Exercises =
• 1. List the chipmakers that the market report on midday stock movers names as tumbling by about 3% or more.
• 2. Copy the market report on midday stock movers word for word, from "News Corp —" to "Swiss National Bank.".
• 3. Write the next part of the market report on midday stock movers, starting after its final sentence.

Excerpt =
****************

Check out the companies making headlines in midday trading.
News Corp — The media company’s shares jumped nearly 4% after reporting an earnings beat in the fiscal fourth-quarter. News Corp posted adjusted earnings of 14 cents per share, while analysts polled by Refinitiv had estimated 8 cents per share. Meanwhile, the company’s revenue of $2.43 billion missed analyst forecasts of $2.49 billion.
UBS — Shares rose 5% on news that UBS ended a roughly $10 billion loss protection agreement and a public liquidity backstop with Credit Suisse. The company also confirmed that Credit Suisse fully repaid a 50 billion Swiss franc emergency liquidity loan to the Swiss National Bank.
Chip stocks — Semiconductor shares dropped more than 2% Friday, putting the sector on pace for a weekly decline of 4.5%. The VanEck Semiconductor ETF (SMH) fell 2.2%. NXP Semiconductors, Lam Research, Applied Materials, Nvidia and On Semiconductor each tumbled by about 3% or more midday Friday.

****************

Excerpted records =
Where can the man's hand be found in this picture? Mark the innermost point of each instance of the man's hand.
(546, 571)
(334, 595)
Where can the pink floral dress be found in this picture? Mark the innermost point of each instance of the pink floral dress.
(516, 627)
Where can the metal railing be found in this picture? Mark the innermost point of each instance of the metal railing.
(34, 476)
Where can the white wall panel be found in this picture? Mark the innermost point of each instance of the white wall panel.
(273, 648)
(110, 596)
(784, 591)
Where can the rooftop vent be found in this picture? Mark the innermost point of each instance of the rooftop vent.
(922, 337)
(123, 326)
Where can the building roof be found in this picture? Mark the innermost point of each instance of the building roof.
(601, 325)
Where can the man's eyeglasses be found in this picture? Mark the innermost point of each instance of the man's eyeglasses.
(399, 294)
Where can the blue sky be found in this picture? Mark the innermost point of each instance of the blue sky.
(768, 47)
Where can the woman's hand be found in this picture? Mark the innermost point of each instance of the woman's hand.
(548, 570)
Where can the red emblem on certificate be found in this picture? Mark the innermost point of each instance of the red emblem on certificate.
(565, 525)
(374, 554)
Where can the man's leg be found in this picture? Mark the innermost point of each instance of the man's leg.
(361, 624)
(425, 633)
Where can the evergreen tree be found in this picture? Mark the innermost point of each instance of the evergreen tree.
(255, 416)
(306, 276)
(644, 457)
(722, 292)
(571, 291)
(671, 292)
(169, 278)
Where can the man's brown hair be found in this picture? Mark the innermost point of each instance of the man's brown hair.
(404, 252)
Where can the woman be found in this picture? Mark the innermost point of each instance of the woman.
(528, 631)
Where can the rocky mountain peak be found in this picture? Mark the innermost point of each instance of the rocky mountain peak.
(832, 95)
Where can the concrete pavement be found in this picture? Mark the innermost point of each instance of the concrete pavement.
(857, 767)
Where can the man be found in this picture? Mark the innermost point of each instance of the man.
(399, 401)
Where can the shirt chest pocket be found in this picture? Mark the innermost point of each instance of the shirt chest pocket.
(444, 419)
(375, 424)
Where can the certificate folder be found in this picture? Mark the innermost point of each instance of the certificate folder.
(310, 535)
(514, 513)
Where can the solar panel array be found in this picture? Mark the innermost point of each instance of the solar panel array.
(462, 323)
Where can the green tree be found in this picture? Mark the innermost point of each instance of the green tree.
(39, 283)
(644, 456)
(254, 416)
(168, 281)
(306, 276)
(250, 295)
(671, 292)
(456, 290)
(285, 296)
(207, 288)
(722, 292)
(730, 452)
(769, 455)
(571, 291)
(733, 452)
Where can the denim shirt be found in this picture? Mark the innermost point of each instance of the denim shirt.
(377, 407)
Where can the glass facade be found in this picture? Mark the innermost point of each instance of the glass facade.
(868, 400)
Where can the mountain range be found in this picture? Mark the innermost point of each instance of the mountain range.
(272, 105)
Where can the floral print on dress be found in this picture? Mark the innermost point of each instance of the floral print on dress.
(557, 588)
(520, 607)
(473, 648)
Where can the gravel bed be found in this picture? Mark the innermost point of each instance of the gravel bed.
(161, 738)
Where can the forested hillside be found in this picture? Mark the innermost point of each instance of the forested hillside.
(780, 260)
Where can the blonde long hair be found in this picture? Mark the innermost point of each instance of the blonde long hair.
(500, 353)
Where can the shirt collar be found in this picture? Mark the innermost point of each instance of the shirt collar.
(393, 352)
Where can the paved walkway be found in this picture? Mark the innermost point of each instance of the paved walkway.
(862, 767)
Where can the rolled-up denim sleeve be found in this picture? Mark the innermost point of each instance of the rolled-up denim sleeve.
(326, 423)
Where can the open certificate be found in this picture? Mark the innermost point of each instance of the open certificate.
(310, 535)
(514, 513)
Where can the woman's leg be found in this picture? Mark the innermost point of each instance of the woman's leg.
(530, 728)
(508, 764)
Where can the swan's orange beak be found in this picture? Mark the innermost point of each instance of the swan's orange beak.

****************

Answers to each task =
• 1. NXP Semiconductors, Lam Research, Applied Materials, Nvidia, On Semiconductor

• 2.
News Corp — The media company’s shares jumped nearly 4% after reporting an earnings beat in the fiscal fourth-quarter. News Corp posted adjusted earnings of 14 cents per share, while analysts polled by Refinitiv had estimated 8 cents per share. Meanwhile, the company’s revenue of $2.43 billion missed analyst forecasts of $2.49 billion.
UBS — Shares rose 5% on news that UBS ended a roughly $10 billion loss protection agreement and a public liquidity backstop with Credit Suisse. The company also confirmed that Credit Suisse fully repaid a 50 billion Swiss franc emergency liquidity loan to the Swiss National Bank.

• 3.
Maxeon Solar Technologies — Shares plummeted 32% after the company reported a revenue miss in the second quarter amidst weakening demand. The company posted $348.4 million in revenue last quarter, short of the $374.3 million anticipated by analysts polled by FactSet. Maxeon forecasts revenue to range between $280 million and $320 million in the third quarter, while analysts called for $394.8 million.
China-based companies — The U.S.-traded shares of Chinese companies tumbled after Chinese property giant Country Garden issued a profit warning amidst a decline in real estate sales, adding to negative sentiment surrounding China’s economy. JD.com and Alibaba lost 6% and 4%, respectively. Nio declined by 2.7%.
Wynn — The casino operator’s shares retreated 4%. The decline comes after shares rose nearly 3% in the previous session on the back of the company’s earnings announcement. Casino and hospitality peer Caesars Entertainment lost 3.2% in sympathy.
Coinbase — The crypto exchange’s stock dipped about 2% after Mizuho reiterated its underperform rating on the stock. The Wall Street firm said retail crypto traders are flocking to Robinhood to trade cryptocurrencies and away from Coinbase.